··· AVAILABLE RECORDS ···

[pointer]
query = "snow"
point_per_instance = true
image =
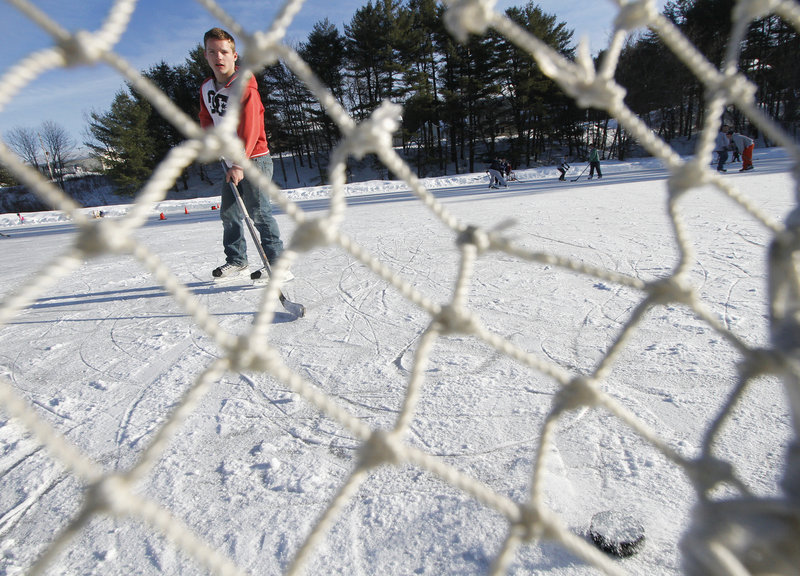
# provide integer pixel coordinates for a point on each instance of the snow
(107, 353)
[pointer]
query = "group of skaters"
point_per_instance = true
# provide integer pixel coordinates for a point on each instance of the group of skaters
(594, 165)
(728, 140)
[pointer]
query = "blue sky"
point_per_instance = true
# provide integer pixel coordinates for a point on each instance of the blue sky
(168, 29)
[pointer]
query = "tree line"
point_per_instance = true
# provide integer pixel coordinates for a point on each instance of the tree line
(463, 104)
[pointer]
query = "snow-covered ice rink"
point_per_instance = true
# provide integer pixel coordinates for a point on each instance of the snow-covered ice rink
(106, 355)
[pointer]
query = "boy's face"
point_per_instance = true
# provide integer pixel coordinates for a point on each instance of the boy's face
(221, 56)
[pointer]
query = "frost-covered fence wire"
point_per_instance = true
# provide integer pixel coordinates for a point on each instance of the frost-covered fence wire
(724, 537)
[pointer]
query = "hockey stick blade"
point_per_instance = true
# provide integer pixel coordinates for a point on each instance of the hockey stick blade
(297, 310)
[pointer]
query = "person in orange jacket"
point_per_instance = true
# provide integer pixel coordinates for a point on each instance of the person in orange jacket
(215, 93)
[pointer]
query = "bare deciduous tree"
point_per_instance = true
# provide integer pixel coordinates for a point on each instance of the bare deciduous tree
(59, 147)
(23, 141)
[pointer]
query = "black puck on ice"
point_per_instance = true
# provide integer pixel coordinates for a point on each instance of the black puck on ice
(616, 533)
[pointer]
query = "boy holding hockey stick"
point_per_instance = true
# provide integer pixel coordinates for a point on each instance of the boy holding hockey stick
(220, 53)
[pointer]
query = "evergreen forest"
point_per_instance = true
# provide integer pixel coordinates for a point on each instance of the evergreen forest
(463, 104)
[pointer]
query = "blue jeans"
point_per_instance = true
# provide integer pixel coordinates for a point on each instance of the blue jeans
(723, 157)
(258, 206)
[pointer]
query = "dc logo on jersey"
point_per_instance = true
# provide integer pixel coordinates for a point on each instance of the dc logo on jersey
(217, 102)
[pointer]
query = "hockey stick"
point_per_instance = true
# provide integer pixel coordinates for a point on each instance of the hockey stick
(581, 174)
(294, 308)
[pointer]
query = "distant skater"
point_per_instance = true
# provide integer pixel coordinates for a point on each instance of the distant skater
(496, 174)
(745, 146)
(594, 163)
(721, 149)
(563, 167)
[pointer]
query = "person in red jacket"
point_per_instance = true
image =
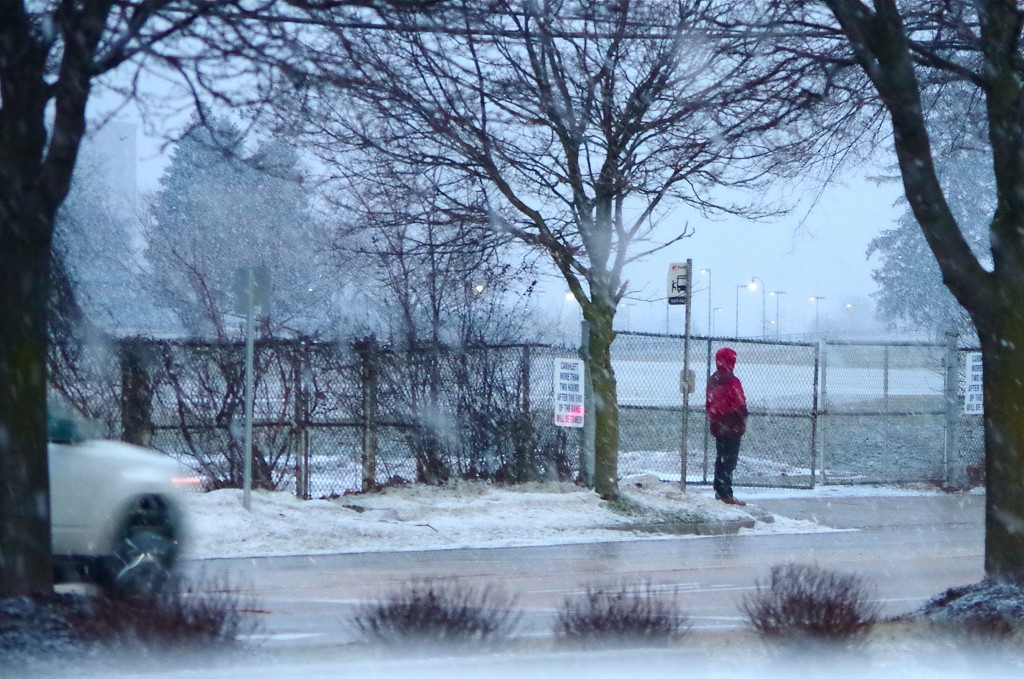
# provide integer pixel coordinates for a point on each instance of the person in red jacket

···

▶ DIRECTIONS
Without the pictures, reproduce every line of the records above exactly.

▶ EXPECTED OUTPUT
[pointer]
query = "snow"
point_per_instance = true
image =
# provide integer pixel coordinates for a point on each instance of the snow
(107, 353)
[pointer]
query = "group of skaters"
point_per_instance = true
# provide integer pixel coordinates for a point on each instance of the group of skaters
(594, 165)
(728, 140)
[pointer]
query = "blue sky"
point_per_instance = true
# provide integer pixel coordinates for a point on each instance of the blue sky
(168, 29)
[pointer]
query = "tree line"
point_per_instance = true
# provide integer pixel coordinates for a point on each instance of the tree line
(463, 104)
[pointer]
query = "snow-covered ice rink"
point_per_instance = true
# provide integer pixel coordinates for a point on each instance of the snow-covered ice rink
(106, 355)
[pointer]
query = "boy's face"
point_per_instance = true
# provide integer pixel coordinates for a point on each instance of the boy's face
(221, 56)
[pointer]
query = "frost-covered fence wire"
point_per_instance = true
# provide integer pixel coordinates for a point on each instance of the frost-covered fence wire
(724, 537)
[pointer]
query = "hockey stick blade"
point_per_instance = true
# provide integer pixel coordinates for a point on each instance of the hockey stick blade
(297, 310)
[pointer]
query = "person in orange jacket"
point_per_instance = true
# provide integer pixel coordinates for a point on each instance of the person in orange jacket
(215, 93)
[pointer]
query = "bare deciduous tree"
point_per_instance = true
# provide integer pixel coordinates for a point on each instance of the bare deciduous tree
(59, 147)
(23, 141)
[pointer]
query = "black puck on ice"
point_per_instance = true
# provide integer pixel coordinates for a point on each instance of the black puck on ice
(616, 533)
[pointer]
query = "boy holding hockey stick"
point_per_instance = true
# provide integer pixel coordinates for a point on each instance of the boy holding hockey stick
(220, 53)
[pointer]
query = "evergreen forest"
point_per_instance = true
# provide integer pixel coordinates for a point on each instance of the evergreen forest
(463, 104)
[pointer]
query = "blue jeans"
point_per_instance = true
# provide integer pixel coordinates for a point on each instance of the blue jeans
(723, 157)
(258, 206)
[pointer]
query = "dc logo on jersey"
point_per_instance = true
# provide integer pixel coordinates for a point on each instance of the dc logo on jersey
(217, 102)
[pointer]
query = "hockey stick"
point_per_instance = true
# provide integer pixel coordinates for a point on each instance of the hockey stick
(581, 174)
(294, 308)
[pointer]
query = "distant skater"
point_per_instance = true
# provide integer pixel coordinates for a point on each instance of the distant skater
(496, 174)
(745, 146)
(594, 163)
(721, 149)
(563, 167)
[pointer]
query = "person in red jacket"
point_per_instance = true
image =
# provide integer pixel coordinates for a point on each instance of the person in red jacket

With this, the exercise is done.